Exercise directions: A single number is required: the count of lines in the following entries that include the word "instance".
***
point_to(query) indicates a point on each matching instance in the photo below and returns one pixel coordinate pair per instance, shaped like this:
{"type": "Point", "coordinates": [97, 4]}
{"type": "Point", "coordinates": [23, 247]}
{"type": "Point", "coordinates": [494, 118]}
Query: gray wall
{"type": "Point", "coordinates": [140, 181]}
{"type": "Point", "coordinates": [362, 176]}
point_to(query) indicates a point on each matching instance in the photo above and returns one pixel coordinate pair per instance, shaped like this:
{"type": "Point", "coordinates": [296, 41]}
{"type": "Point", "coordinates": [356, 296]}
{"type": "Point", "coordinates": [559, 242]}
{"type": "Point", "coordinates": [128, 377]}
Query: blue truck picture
***
Result: 2